- [DESCRIPTION OF THE TASK] Return the data below exactly as given, except for the images.

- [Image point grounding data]
__________________________________________________
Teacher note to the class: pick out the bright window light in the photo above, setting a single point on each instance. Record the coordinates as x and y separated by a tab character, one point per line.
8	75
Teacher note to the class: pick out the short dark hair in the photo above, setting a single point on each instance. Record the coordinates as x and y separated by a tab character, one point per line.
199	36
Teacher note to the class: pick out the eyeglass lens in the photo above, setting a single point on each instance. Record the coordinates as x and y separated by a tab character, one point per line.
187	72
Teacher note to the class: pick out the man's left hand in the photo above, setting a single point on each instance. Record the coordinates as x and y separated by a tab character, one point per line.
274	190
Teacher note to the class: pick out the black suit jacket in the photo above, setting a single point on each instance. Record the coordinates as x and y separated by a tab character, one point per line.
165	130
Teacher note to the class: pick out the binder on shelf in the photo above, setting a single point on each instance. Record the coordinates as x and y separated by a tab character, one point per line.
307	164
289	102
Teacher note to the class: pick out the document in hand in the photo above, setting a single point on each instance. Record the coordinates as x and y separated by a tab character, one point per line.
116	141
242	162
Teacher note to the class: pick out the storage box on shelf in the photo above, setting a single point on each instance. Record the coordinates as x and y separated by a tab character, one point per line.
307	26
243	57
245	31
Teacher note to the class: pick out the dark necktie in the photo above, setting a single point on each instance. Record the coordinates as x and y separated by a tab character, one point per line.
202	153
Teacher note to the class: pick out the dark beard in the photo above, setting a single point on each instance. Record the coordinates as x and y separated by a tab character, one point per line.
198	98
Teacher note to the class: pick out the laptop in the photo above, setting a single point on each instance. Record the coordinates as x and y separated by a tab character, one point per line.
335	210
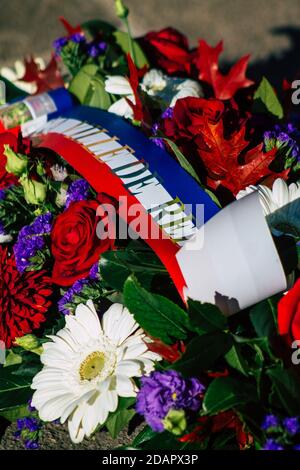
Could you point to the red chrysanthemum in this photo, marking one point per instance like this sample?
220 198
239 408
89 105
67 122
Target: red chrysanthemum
24 299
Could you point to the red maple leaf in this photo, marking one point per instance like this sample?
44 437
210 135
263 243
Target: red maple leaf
47 79
69 28
224 86
224 163
133 79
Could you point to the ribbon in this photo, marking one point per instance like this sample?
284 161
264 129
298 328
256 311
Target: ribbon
117 159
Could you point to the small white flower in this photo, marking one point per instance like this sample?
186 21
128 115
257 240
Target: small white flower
153 82
118 85
186 89
15 75
88 365
272 199
59 172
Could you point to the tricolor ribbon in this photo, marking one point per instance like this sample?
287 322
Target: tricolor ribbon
117 159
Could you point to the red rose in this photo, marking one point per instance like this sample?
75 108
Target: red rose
289 314
75 245
168 49
7 179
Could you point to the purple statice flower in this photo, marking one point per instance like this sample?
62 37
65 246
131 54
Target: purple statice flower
96 48
77 191
270 421
157 141
271 444
94 272
77 38
30 407
162 391
31 444
31 240
168 113
58 44
283 138
291 425
69 295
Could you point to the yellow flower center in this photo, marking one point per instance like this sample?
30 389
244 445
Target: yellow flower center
92 366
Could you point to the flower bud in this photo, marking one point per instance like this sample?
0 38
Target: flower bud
34 192
175 422
16 163
121 10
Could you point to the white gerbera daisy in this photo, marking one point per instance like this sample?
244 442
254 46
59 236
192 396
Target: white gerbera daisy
88 365
273 199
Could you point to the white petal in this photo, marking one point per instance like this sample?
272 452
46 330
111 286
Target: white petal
118 85
88 318
129 368
125 386
74 423
77 330
54 408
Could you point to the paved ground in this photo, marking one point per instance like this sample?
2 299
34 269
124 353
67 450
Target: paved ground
269 30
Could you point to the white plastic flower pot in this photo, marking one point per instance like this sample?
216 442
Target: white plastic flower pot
232 260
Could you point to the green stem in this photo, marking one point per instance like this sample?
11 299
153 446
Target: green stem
130 41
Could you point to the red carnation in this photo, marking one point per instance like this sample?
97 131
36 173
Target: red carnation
289 314
168 49
24 299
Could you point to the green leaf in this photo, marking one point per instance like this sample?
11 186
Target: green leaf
14 390
145 435
117 266
12 359
183 161
118 421
206 317
286 219
263 318
157 315
286 385
202 352
235 359
266 101
225 393
89 87
122 39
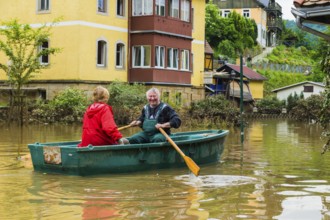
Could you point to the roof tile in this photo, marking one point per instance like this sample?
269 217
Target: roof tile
310 3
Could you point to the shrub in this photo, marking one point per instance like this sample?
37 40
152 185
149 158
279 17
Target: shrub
270 105
215 108
68 105
308 109
127 100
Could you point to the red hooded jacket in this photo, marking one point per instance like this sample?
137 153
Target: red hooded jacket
99 127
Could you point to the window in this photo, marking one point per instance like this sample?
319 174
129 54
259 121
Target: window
44 59
43 5
246 13
159 56
185 10
174 8
225 13
101 53
142 7
184 59
120 49
308 88
120 7
172 58
141 56
102 6
160 7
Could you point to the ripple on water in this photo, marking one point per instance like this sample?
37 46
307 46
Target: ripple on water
216 181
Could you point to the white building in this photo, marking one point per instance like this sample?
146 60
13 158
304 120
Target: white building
308 88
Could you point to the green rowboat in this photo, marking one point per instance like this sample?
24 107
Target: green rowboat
66 158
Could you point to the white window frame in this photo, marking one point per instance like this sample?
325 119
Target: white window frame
120 8
246 13
185 10
184 65
160 7
142 7
101 53
141 56
172 58
43 5
44 59
174 8
160 57
102 6
120 55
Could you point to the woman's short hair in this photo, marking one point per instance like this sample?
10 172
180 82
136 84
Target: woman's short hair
154 90
100 94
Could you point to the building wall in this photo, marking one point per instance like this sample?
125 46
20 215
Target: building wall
285 93
77 32
198 48
257 89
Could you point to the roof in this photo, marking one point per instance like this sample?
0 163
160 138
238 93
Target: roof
247 72
309 3
263 2
312 11
298 84
208 48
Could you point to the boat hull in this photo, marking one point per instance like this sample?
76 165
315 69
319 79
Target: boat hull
66 158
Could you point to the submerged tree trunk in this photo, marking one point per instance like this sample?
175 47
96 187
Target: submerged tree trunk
17 107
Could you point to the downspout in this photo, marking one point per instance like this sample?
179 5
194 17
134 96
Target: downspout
129 19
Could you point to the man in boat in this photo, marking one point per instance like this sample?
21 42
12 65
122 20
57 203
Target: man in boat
99 127
154 115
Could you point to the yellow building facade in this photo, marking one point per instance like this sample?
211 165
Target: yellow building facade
94 41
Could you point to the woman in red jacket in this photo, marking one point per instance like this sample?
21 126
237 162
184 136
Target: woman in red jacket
99 127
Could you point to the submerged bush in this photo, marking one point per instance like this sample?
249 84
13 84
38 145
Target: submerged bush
216 109
308 109
270 105
68 105
126 100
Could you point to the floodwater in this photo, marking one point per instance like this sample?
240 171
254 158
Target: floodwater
277 173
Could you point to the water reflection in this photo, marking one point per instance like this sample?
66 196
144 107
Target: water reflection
278 173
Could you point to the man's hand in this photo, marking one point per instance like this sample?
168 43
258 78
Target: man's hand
135 123
165 125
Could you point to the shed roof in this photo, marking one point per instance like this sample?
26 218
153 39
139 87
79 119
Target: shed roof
312 11
298 84
247 72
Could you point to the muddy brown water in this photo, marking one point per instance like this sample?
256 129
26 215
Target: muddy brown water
277 173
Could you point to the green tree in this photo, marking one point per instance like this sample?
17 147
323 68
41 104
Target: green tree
325 111
229 36
20 43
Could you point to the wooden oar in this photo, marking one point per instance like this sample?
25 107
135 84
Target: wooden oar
194 168
124 127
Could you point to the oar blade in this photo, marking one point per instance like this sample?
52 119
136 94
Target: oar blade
194 168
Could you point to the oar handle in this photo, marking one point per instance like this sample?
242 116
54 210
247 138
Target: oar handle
124 127
172 142
190 163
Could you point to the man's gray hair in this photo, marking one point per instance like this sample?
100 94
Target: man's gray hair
154 90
__________________________________________________
- [SOLUTION TO THIS PROBLEM]
Teacher note to the class: pick out the bright window light in the photo above, setting a single point on each instance. Record the coordinates as x and y separated by a tab character, one point per line.
8	75
Teacher note to the class: pick out the short dark hair in the photo above, setting a single point on each instance. Record the coordinates as x and y separated by a tab character, one point per line.
199	36
Teacher note to the class: pick out the eyeglass lens in the photo above, setting a single point on each instance. Record the coordinates as x and y separated by a tab character, one point per line.
187	72
Teacher note to the class: pick out the man's left hand in the photo above, setting a single point on each instance. Record the coordinates as x and y separated by a tab character, one point per line.
274	190
Teacher note to the class: pick out the black suit jacket in the photo above, setting a single point on each instance. Record the coordinates as x and y separated by a tab character, one point per line.
165	130
Teacher note to the class: pick out the binder on shelf in the photo above, setting a single point on each instance. Record the coordinates as x and y separated by a tab character, one point per line.
307	164
289	102
Teacher note to the class: pick out the document in hand in the photo above, setting a single point on each instance. Record the coordinates as x and y separated by a tab character, one point per line.
116	141
242	162
Teacher note to the class: pick out the storage box on shelf in the photo above, setting a single point on each instance. Record the coordinates as x and y separated by a tab character, one point per line.
307	26
243	57
245	31
Teacher note to the class: pick out the dark necktie in the photo above, setting a single point on each instance. Record the coordinates as x and y separated by a tab character, one point per line.
202	153
Teacher note to the class: pick out the dark beard in the photo above, setting a single point on each instance. Record the coordinates as x and y separated by a tab character, one point per line.
198	98
Teacher note to the class: pick out the laptop in the photo above, setting a single point on each instance. Record the coordinates as x and y separated by a tab character, one point per line.
335	210
Could you point to the red chrysanthemum in this photo, marking one point per instance like this sample?
220 198
239 408
89 105
67 122
Target: red chrysanthemum
24 299
Could you point to the red maple leaf in this photo, marking one point per instance like this sample?
44 437
210 135
263 243
Target: red maple leaf
47 79
69 28
224 86
224 163
133 79
Could you point to the ribbon in this photo, marking one point per instance like this sample?
284 161
264 129
298 328
256 311
Target: ribbon
117 159
Could you point to the small white flower in this photo, marking one point per instance like this sample?
186 21
128 115
257 240
Target: small white flower
153 82
118 85
186 89
15 75
88 365
272 199
59 172
Could you point to the tricolor ribbon in this photo, marking one point per instance like this sample?
287 322
Target: tricolor ribbon
117 159
Could you point to the red rose in this photo, marking one point per instance like this sample?
75 108
Target: red rose
289 314
75 245
168 49
7 179
Could you point to the purple statice flower in this photo, marking one point per instance like this sample?
62 37
65 246
131 54
Target: purple statice flower
96 48
77 191
270 421
157 141
271 444
94 272
77 38
30 407
162 391
31 444
31 240
168 113
58 44
283 138
291 425
69 295
Could you point to the yellow flower center in this photo, marking one point per instance like this sample?
30 389
244 445
Target: yellow flower center
92 366
Could you point to the flower bud in this photo, marking one point per instance like this sample?
0 38
Target: flower bud
34 192
175 422
16 163
121 10
Could you point to the white gerbera daisy in this photo, marking one point per instance like this sample?
244 442
254 46
59 236
192 396
Target: white gerbera daisy
88 365
273 199
Could you point to the white petal in this photo, marking one point per instance like this sample?
272 452
46 330
111 286
Target: white petal
118 85
88 318
129 368
125 386
74 423
77 330
54 408
Could you point to the paved ground in this photo, marking one point per instance like this sample?
2 299
34 269
124 353
67 450
Target: paved ground
269 30
Could you point to the white plastic flower pot in this photo, marking one point per instance like this sample?
216 442
Target: white plastic flower pot
232 260
Could you point to the green stem in this photo, marking one point per instance like this sample?
11 299
153 446
Target: green stem
130 41
Could you point to the red carnation in this photo, marking one point per instance like this sample?
97 131
36 173
Target: red carnation
289 314
168 49
24 299
Could you point to the green leaf in this photo, marking one point per instance like this sample?
11 186
Target: green leaf
14 390
145 435
117 266
12 359
183 161
118 421
206 317
286 219
263 318
157 315
286 385
202 352
235 359
266 101
225 393
89 87
122 39
Could you point to the roof tile in this photo, marking one point per instance like this sample?
269 217
Target: roof tile
310 3
Could you point to the shrub in this photo, marking one point per instance like this sample?
37 40
152 185
149 158
279 17
Target: shrub
270 105
215 108
68 105
308 109
127 100
Could you point to the red hooded jacket in this photo, marking one point per instance like this sample?
137 153
Target: red hooded jacket
99 127
Could you point to the window in this photo, marking one point per instance like this sample?
319 174
129 54
259 121
Target: window
44 59
43 5
246 13
159 56
185 10
174 8
225 13
101 53
142 7
184 59
120 49
308 88
120 7
172 58
141 56
102 6
160 7
Could you point to the ripple on water in this photo, marking one point per instance like this sample?
37 46
307 46
Target: ripple on water
216 181
Could you point to the white building in this photo, marking one point per instance like this sample?
146 60
13 158
304 120
Target: white building
308 88
Could you point to the green rowboat in this photo, marking one point per instance like this sample?
24 107
Target: green rowboat
66 158
Could you point to the white window frame in this photo, marking one point per instance like this sample?
325 119
Target: white window frame
120 8
246 13
185 10
184 65
160 7
142 7
101 53
141 56
172 58
43 5
44 59
174 8
160 57
102 6
120 55
Could you point to the woman's short hair in this photo, marking one point per instance like this sample?
10 172
180 82
136 84
Target: woman's short hair
154 90
100 94
Could you point to the building wall in this photo, marking one point per instance like this sample?
125 46
20 215
Target: building wall
285 93
77 32
198 48
257 89
Could you point to the roof in this photo, marking one point per instance like this sample?
0 163
160 138
238 93
Target: roof
247 72
309 3
263 2
312 11
298 84
208 48
Could you point to the boat hull in this photo, marking one point per instance like this sample?
76 165
315 69
319 79
Target: boat hull
66 158
Could you point to the submerged tree trunk in this photo, marking one point per instance like this sample?
175 47
96 187
Target: submerged tree trunk
17 107
Could you point to the downspout in this photo, marking one point per instance like this sample?
179 5
194 17
134 96
Target: downspout
129 19
Could you point to the man in boat in this photo, marking one point per instance like this sample?
21 42
12 65
122 20
57 203
Target: man in boat
99 127
154 115
Could you point to the yellow building facade in this photo, marking one point per instance like this sample?
211 165
Target: yellow building facade
94 41
Could you point to the woman in red jacket in this photo, marking one point per instance like this sample?
21 126
237 162
184 136
Target: woman in red jacket
99 127
Could you point to the submerged bush in this photo, marking one point per instance like this sample?
249 84
13 84
38 145
Target: submerged bush
216 109
308 109
270 105
68 105
126 100
Could you point to the floodwater in this photo, marking one point per instance like this sample?
240 171
254 158
Target: floodwater
277 173
Could you point to the water reflection in this photo, marking one point per instance like this sample?
66 196
144 107
Target: water reflection
278 173
Could you point to the man's hand in this photo, marking one point per instance like this sample?
168 43
258 78
Target: man's hand
135 123
165 125
Could you point to the shed roof in this photo, marking one point per instance like this sample?
26 218
153 39
139 87
79 119
Target: shed roof
312 11
298 84
247 72
Could you point to the muddy brown water in this photo, marking one point per instance like this sample?
256 129
26 215
Target: muddy brown water
277 173
Could you point to the green tree in this photo, marking one point per instance like this sample?
17 147
323 68
41 104
Target: green tree
325 111
229 36
20 43
Could you point to the wooden oar in this photo, marking one point per instance like this sample?
25 107
135 84
Target: wooden oar
194 168
124 127
Could you point to the oar blade in this photo, marking one point per instance like this sample?
52 119
136 94
Target: oar blade
194 168
Could you point to the oar handle in this photo, marking one point per instance like this sample?
242 116
54 210
247 138
Target: oar handle
124 127
172 142
190 163
Could you point to the man's gray hair in this photo, marking one point per instance like this sample?
100 94
Target: man's gray hair
154 90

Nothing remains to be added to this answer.